**PAGE TEXT**:
=======

The nitric acid ought to be of 22 B., afterwards of 32 B. Little heat should be applied at first, as the liquor is apt to swell and rise over the vessel; but when the acid is nearly saturated, the heat may safely be increased. When the solution ceases, which is known by the effervescence discontinuing, the liquor is to be poured off; if any grains appear entire, more aqua-fortis must be added, till the silver is all dissolved. If the operation has been performed slowly, the remaining gold will have the form of distinct masses. The gold appears black after parting; its parts have no adhesion together, because the silver dissolved from it has left many interstices. To give them more solidity, and improve their color, they are put into a test under a muffle, and made red-hot, after which they contract and become more solid, and the gold resumes its color and lustre. It is then called grain gold. If the operation has been performed hastily, the gold will have the appearance of black mud or powder, which, after well washing, must be melted.

The silver is usually recovered by precipitating it from the aqua-fortis by means of pure copper or by precipitation by muriatic acid and reduction. If the solution be perfectly saturated, no precipitation can take place till a few drops of aqua-fortis are added to the liquor. The precipitate of silver must be well washed with boiling water, and may be fused with nitre, or tested off with lead.

=======

**RECORDS SHOWN**:

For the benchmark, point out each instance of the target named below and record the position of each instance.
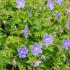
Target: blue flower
(47, 39)
(66, 43)
(50, 4)
(59, 2)
(22, 52)
(57, 15)
(26, 31)
(37, 63)
(36, 49)
(68, 25)
(20, 3)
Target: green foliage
(40, 20)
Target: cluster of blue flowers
(47, 39)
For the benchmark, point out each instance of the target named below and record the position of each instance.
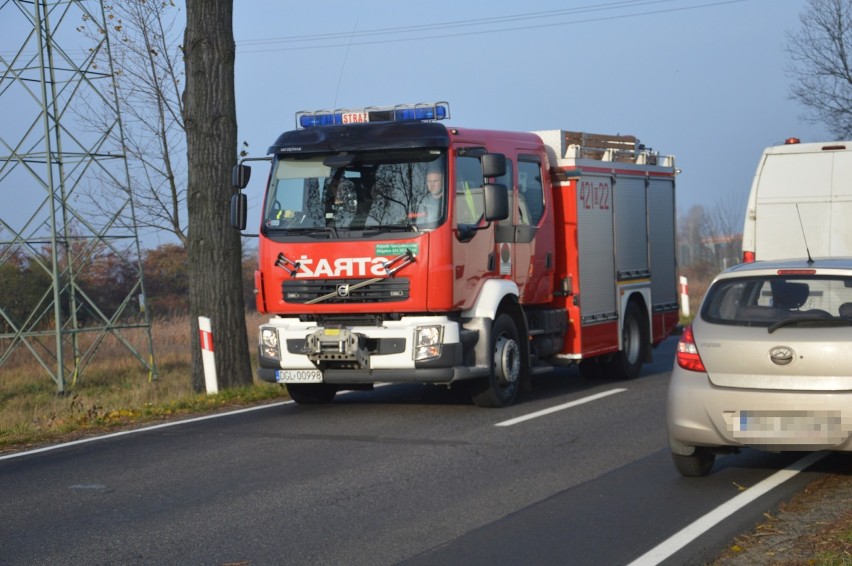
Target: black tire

=======

**TASK BRIEF**:
Continue the passage on separating gold from silver with nitric acid, starting after its last sentence.

**RESULT FOR THIS TASK**:
_Parting by Cementation._

A cement is prepared, composed of 4 parts of bricks powdered and sifted; of 1 part of green vitriol calcined till it becomes red; and of 1 part of common salt. This is to be made into a firm paste with a little water. It is called the cement royal.

The gold to be cemented is reduced into plates as thin as money. At the bottom of the crucible or cementing pot, a stratum of cement, of the thickness of a finger, is put, which is covered with plates of gold; and so the strata are placed alternately. The whole is covered with a lid, which is luted with a mixture of clay and sand. This pot must be placed in a furnace or oven, heated gradually till it becomes red-hot, in which it must be continued during 24 hours. The heat must not melt the gold. The pot or crucible is then suffered to cool; and the gold carefully separated from the cement, and boiled at different times in a large quantity of pure water. It is then assayed upon a touch-stone, or otherwise; and if it be not sufficiently pure, it is cemented a second time. In this process the sulphuric acid of the calcined vitriol decomposes the common salt during the cementation, by uniting to its alkaline base, while the muriatic acid becomes concentrated by the heat and dissolves the silver alloyed with the gold.

This is a very troublesome process, though it succeeds when the portion of silver is so small that it would be defended from the action of aqua-fortis by the superabundant gold; but is little used, except to extract silver, or base metals, from the surface of gold, and thus giving to an alloyed metal the color and appearance of pure gold.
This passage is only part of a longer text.